Aim:
Return the lines below as a JSON list of strings, one string per line with blank lines omitted, starting at the line containing "of the dark" and running through the last line of the records.
-- start Data provided --
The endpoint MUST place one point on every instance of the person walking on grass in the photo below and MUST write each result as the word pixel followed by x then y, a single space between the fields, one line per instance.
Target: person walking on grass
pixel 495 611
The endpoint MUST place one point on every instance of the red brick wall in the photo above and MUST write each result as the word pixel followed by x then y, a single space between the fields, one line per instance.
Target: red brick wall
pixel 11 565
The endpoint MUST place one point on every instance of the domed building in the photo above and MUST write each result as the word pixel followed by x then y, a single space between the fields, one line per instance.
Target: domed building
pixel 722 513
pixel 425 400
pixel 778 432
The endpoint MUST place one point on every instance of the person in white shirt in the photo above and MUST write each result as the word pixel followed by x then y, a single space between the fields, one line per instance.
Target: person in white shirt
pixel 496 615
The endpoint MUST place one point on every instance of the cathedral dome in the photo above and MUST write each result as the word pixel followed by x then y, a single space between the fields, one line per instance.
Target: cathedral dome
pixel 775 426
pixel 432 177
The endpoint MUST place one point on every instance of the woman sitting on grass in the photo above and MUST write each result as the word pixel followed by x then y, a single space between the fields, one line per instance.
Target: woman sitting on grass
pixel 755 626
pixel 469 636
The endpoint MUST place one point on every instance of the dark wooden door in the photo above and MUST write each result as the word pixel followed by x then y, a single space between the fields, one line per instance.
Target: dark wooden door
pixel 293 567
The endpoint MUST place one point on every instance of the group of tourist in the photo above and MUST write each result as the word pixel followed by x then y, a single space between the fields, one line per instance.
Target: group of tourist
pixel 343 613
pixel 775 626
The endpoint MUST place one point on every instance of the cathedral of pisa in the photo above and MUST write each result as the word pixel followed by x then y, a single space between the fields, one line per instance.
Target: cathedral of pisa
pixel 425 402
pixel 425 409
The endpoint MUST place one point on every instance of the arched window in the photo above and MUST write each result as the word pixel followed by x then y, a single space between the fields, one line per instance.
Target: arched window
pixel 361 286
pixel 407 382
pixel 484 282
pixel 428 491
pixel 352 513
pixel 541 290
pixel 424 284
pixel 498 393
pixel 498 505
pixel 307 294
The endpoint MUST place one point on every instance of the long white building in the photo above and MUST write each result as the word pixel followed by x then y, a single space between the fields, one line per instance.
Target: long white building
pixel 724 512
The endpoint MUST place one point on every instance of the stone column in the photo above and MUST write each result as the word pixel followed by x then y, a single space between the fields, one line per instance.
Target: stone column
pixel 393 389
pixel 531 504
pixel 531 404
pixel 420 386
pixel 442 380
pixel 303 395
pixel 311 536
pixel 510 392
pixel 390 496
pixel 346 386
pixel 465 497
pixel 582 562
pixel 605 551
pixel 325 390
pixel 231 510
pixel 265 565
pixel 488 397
-- end Data provided --
Reply to the task:
[
  "The endpoint MUST place one point on every instance of the dark wooden door in the photo above and MUST write each result as the word pixel followed by x then y, a single space between the fields, one line per instance.",
  "Target: dark wooden door",
  "pixel 293 567",
  "The endpoint MUST place one point on every instance of the group of tourist in the photo above and MUST write each result as the word pixel followed by x then y, a single space between the fields, one line per instance.",
  "Target: group of tourist",
  "pixel 343 613",
  "pixel 775 626",
  "The endpoint MUST place one point on every instance of the cathedral of pisa in the photo above and MUST write each result as the word pixel followed by x then y, a single space between the fields, one line per instance.",
  "Target: cathedral of pisa",
  "pixel 425 402",
  "pixel 425 409",
  "The endpoint MUST place one point on every instance of the arched window in the photo above and MUST write each result as the word pixel followed by x then y, a single space between the fields, one line per instance.",
  "Target: arched window",
  "pixel 361 286",
  "pixel 407 382",
  "pixel 484 282",
  "pixel 428 491",
  "pixel 352 513",
  "pixel 541 290",
  "pixel 424 284",
  "pixel 498 393",
  "pixel 498 505",
  "pixel 307 294",
  "The endpoint MUST place one point on every instance of the long white building in the photo above and MUST write each result as the word pixel followed by x then y, a single space between the fields, one line per instance.",
  "Target: long white building",
  "pixel 724 512",
  "The endpoint MUST place one point on every instance of the stone column in the photo above and MUST write each result as the word pixel followed by x then y, a single space between the fields, one line per instance.",
  "Target: stone column",
  "pixel 393 389",
  "pixel 531 504",
  "pixel 531 404",
  "pixel 420 386",
  "pixel 442 380",
  "pixel 303 395",
  "pixel 311 536",
  "pixel 510 392",
  "pixel 390 496",
  "pixel 346 386",
  "pixel 465 497",
  "pixel 582 562",
  "pixel 605 551",
  "pixel 325 390",
  "pixel 231 510",
  "pixel 265 565",
  "pixel 488 397"
]